» **WORK TO DO**:
• a. In the Kubernetes storage benchmarking text below, condense the paragraph that begins "This YAML file will deploy" into a short bulleted list that keeps its main facts.
• b. Write the next part of the Kubernetes storage benchmarking text below, picking up after its final sentence.

» **SOURCE TEXT**:
Benchmarking of IT infrastructure is standard practice and is usually done before putting it into a production environment. It gives you baseline values about different performance aspects of the system/ solution under test. These benchmarking principles are applicable for Kubernetes clusters too. But the test cases and evaluation criteria may slightly vary compared to benchmarking a traditional IT infrastructure.
Following are some of the test considerations:
Performance of PVCs.
Time to provision PVCs.
Read/ Write IOPS and Latency of PVCs.
Pod startup latency.
The time consumed to complete the deployment of different K8s objects.
Statefulset
Deployment etc.
Performance behavior of sample application workloads.
Network performance and connectivity between different K8s nodes.
In this article, I will explain a quick and easy way to benchmark the storage system used by the Kubernetes cluster to provision PVCs for application workloads. I am using FIO to generate storage IOs. You can use the following YAML file to deploy FIO pods as a statefulset. Note that here I am using PowerFlex VVOL datastore as Cloud Native Storage (CNS) for Tanzu K8s clusters and so the storage class "powerflex-storage-policy". This may differ in your case, and you might need to modify it to match the storage class available in your setup.
This file contains bidirectional Unicode text that may be interpreted or compiled differently than what appears below. To review, open the file in an editor that reveals hidden Unicode characters.
Learn more about bidirectional Unicode characters
This YAML file will deploy a statefulset with 15 FIO pods (as per the number of replicas mentioned) and will start the storage IO stress test (8k block size, 70% random reads, 30% random writes, 2 jobs, 16 iodepth) on the attached PVC as and when the pod is started. Total 15 PVCs will be created in this case, and one PVC will get attached to one FIO pod.

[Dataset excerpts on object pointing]
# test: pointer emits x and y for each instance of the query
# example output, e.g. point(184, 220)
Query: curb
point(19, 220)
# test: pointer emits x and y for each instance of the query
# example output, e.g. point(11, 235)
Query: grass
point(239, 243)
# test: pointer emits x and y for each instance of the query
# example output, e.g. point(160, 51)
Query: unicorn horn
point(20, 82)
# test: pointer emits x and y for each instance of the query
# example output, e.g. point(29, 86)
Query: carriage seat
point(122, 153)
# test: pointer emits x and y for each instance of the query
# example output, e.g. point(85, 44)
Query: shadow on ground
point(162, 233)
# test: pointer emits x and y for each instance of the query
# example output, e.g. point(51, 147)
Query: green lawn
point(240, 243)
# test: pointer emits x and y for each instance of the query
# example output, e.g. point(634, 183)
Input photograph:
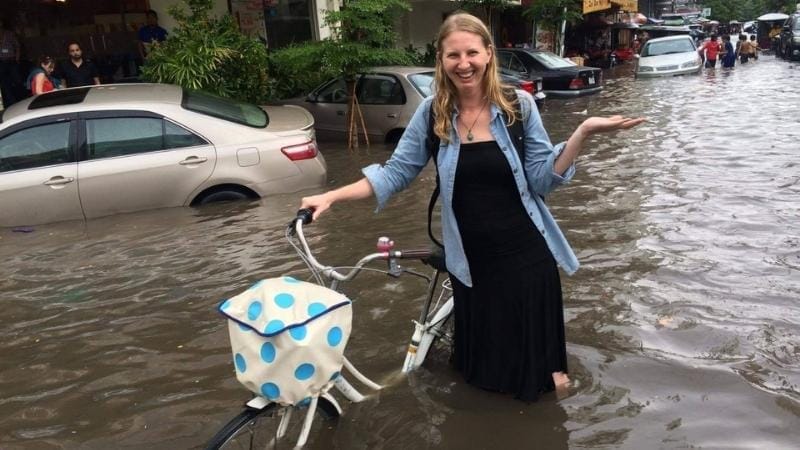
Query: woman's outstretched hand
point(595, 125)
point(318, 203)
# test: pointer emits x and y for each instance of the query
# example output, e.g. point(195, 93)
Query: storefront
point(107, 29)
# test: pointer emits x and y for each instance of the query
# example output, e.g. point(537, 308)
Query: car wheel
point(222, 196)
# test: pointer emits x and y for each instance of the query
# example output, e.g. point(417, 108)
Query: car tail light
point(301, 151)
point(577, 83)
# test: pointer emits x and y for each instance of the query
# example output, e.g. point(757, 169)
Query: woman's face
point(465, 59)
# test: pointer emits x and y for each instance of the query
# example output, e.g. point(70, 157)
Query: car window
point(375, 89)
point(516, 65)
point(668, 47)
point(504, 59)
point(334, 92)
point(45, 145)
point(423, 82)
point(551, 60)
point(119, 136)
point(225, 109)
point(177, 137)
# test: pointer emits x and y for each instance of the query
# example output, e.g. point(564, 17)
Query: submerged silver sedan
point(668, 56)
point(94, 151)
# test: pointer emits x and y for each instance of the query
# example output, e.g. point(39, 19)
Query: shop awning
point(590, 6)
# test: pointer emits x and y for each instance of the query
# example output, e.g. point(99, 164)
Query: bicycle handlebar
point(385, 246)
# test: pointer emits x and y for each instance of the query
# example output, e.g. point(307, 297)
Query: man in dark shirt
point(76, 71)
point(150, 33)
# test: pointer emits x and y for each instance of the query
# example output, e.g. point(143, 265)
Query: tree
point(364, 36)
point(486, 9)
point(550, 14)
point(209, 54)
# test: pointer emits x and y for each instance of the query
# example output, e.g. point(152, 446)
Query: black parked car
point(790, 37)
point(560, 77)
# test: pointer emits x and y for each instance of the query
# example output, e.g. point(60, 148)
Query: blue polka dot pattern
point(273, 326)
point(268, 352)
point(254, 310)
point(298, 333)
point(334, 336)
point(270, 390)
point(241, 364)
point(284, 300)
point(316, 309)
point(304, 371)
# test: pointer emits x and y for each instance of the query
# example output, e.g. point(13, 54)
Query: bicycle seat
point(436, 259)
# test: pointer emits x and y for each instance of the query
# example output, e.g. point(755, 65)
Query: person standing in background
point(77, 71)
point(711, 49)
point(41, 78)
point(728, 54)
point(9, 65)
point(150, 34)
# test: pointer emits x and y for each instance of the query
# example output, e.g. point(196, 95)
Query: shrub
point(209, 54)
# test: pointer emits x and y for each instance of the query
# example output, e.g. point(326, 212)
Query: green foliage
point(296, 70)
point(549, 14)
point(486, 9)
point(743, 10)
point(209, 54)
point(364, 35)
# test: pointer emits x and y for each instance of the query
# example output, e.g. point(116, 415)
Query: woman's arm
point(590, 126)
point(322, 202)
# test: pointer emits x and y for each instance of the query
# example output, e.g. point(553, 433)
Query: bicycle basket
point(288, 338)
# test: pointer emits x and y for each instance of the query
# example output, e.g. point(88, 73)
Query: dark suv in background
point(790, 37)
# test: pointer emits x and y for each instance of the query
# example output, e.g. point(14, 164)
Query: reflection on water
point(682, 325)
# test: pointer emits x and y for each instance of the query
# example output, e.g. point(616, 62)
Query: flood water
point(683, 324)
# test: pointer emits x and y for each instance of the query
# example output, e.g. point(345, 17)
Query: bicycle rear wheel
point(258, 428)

--

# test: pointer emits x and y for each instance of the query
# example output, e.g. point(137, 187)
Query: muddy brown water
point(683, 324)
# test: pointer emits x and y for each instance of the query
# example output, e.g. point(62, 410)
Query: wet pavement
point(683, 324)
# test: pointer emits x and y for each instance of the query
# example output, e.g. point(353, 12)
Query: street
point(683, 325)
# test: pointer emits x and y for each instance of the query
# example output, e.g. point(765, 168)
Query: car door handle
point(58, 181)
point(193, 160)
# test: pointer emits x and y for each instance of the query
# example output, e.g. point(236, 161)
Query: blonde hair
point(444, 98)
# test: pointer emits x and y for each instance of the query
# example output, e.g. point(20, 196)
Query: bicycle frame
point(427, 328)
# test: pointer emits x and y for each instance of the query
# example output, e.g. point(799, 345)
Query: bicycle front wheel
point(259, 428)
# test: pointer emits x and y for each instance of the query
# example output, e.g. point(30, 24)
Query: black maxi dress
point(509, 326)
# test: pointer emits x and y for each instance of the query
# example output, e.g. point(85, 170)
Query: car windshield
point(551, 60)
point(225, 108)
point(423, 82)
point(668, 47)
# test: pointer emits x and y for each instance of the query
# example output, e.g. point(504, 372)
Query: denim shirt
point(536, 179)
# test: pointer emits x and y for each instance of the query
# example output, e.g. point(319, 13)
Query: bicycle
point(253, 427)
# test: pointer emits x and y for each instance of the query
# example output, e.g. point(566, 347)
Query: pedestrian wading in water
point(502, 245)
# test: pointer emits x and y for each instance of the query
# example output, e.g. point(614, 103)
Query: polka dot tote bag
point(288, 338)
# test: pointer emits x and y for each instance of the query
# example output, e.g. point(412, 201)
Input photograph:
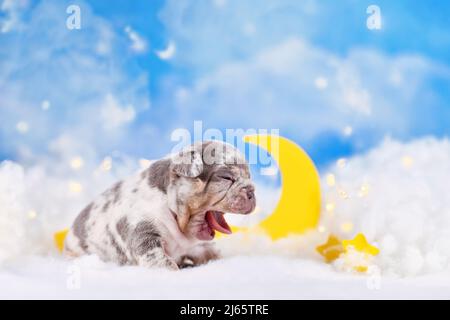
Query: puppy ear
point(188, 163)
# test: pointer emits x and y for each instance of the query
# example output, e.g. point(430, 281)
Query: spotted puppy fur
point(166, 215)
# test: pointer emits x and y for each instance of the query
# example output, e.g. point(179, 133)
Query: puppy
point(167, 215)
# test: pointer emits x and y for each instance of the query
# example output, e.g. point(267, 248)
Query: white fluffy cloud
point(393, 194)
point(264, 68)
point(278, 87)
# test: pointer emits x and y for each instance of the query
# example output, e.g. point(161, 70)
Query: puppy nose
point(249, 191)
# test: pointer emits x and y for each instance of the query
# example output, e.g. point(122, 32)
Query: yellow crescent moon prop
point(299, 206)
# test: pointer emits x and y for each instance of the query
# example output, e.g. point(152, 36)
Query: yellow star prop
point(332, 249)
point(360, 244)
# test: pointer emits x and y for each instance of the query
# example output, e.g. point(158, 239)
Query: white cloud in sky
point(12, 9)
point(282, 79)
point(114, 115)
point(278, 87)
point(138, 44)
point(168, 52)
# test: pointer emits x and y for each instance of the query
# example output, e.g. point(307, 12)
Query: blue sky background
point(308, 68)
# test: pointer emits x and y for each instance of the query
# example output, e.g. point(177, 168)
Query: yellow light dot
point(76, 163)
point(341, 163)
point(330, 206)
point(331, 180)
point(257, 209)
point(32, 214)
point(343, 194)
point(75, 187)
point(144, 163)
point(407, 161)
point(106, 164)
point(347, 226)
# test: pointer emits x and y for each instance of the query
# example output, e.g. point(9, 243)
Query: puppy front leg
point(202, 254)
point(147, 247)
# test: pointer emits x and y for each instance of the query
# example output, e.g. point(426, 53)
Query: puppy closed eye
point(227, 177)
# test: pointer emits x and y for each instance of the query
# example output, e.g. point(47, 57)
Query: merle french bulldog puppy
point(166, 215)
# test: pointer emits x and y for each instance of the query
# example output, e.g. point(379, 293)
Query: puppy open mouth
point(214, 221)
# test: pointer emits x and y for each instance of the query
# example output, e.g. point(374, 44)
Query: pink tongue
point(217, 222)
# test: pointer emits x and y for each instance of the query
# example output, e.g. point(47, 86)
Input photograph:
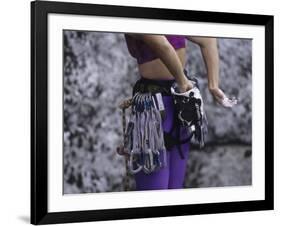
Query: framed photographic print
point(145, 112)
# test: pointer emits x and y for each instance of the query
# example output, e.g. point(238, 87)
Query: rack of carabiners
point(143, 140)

» **PER-TASK OUTPUTS**:
• a.
- Deploys a statefulset of 15 FIO pods, matching the number of replicas set.
- Each pod starts a storage IO stress test on its attached PVC as soon as it starts.
- Test settings: 8k block size, 70% random reads, 30% random writes, 2 jobs, iodepth of 16.
- 15 PVCs are created in total, one attached to each FIO pod.

• b.
Note: If you get an error "forbidden: unable to validate against any pod security policy" after applying the above statefulset, then the pods will not get created. You will need to first create and apply Pod Security Policy (PSP) to the Tanzu Kubernetes Cluster.
This file contains bidirectional Unicode text that may be interpreted or compiled differently than what appears below. To review, open the file in an editor that reveals hidden Unicode characters.
Learn more about bidirectional Unicode characters
You can see that it took roughly 6 minutes to deploy 15 FIO pods and corresponding PVCs. The time may vary depending on whether the FIO image is locally available on the nodes, available resources on the nodes, etc.
As and when each pod is created, FIO will automatically start IO stress on it. IOs will be read/ written into the attached PVCs. As I mentioned earlier, I am using a storage class "powerflex-storage-policy" and this is associated with a VVOL datastore backed by a PowerFlex storage pool. In this case, all the PVCs are created in a PowerFlex VVOL datastore.
You can also see multiple volumes in the PowerFlex UI and all those volume names starting with "vasa" are externally managed by the PowerFlex VASA provider. The performance of each volume can be also be monitored using the PowerFlex UI.
If you would like to see the historical performance data, you can use vROps. Dell EMC has recently released a vROps management pack for PowerFlex systems. It is a monitoring and alerting solution that provides extensive visibility into the PowerFlex infrastructure. For monitoring K8s clusters and resources, you can use the vROps management pack for container monitoring.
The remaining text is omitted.